Count the lines of the records below that contain the string "rough", and give only the number.

Collected data entries =>
"""
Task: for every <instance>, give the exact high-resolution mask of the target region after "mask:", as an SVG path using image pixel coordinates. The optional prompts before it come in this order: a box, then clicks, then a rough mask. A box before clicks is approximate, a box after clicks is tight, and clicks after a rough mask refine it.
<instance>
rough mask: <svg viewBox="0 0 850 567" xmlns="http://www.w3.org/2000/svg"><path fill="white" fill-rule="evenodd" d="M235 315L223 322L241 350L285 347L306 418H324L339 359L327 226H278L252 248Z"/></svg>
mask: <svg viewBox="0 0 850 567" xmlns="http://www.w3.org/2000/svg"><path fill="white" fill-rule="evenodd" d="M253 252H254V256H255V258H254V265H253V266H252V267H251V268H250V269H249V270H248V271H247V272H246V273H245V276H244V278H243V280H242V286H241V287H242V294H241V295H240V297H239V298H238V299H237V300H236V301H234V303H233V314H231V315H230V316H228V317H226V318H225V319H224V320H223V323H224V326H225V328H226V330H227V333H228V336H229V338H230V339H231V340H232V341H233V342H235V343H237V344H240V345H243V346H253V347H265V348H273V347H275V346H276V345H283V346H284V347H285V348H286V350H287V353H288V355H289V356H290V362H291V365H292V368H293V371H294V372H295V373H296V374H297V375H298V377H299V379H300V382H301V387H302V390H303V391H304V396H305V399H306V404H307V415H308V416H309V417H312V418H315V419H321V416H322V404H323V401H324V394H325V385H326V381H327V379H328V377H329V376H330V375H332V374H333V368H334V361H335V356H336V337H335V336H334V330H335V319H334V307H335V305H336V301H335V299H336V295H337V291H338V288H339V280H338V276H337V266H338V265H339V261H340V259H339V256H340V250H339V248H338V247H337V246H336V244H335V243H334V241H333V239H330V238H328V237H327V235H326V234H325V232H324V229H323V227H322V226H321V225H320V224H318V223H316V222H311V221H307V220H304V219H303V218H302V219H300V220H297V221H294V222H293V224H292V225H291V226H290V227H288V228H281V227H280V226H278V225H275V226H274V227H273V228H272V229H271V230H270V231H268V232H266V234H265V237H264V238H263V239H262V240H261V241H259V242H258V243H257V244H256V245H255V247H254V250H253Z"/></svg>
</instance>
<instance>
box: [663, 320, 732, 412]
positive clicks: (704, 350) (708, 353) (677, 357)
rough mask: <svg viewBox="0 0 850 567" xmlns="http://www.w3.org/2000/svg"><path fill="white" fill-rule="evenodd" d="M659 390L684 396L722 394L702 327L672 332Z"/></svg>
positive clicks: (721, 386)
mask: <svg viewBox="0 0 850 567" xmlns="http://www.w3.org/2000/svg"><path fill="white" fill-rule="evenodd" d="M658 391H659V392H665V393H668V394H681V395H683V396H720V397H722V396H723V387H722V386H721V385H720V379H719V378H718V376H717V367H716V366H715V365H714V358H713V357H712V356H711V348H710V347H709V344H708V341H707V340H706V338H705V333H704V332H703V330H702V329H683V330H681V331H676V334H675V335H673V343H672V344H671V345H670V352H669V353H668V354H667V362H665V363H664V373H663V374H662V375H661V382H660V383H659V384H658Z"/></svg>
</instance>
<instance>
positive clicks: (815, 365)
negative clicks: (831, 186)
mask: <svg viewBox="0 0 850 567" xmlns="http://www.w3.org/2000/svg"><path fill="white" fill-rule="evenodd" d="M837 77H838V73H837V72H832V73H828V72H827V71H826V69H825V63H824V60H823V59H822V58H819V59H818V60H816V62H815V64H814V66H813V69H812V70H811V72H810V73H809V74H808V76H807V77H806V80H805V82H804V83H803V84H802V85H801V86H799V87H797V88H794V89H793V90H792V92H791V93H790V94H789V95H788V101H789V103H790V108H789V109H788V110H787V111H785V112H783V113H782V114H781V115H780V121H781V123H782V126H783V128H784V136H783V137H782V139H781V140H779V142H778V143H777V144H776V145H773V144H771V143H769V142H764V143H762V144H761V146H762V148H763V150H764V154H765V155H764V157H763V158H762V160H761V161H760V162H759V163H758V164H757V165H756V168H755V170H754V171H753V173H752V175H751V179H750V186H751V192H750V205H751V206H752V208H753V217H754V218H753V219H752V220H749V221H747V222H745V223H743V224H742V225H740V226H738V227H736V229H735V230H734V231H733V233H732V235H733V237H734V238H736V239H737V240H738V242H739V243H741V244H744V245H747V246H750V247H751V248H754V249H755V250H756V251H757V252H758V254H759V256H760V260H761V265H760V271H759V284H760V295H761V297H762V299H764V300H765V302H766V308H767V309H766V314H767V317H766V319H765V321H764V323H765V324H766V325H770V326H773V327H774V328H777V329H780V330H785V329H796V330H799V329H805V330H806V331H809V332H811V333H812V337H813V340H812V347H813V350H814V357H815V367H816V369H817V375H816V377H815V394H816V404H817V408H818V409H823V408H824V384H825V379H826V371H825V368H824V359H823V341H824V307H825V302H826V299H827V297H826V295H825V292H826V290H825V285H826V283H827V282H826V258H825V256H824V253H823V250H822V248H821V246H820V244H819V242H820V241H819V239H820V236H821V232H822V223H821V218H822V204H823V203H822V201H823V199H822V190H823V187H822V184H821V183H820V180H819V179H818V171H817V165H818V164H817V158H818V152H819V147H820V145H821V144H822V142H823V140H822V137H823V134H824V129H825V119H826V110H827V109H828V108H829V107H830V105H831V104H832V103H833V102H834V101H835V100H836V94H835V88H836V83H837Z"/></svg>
"""
Output for this exercise => 3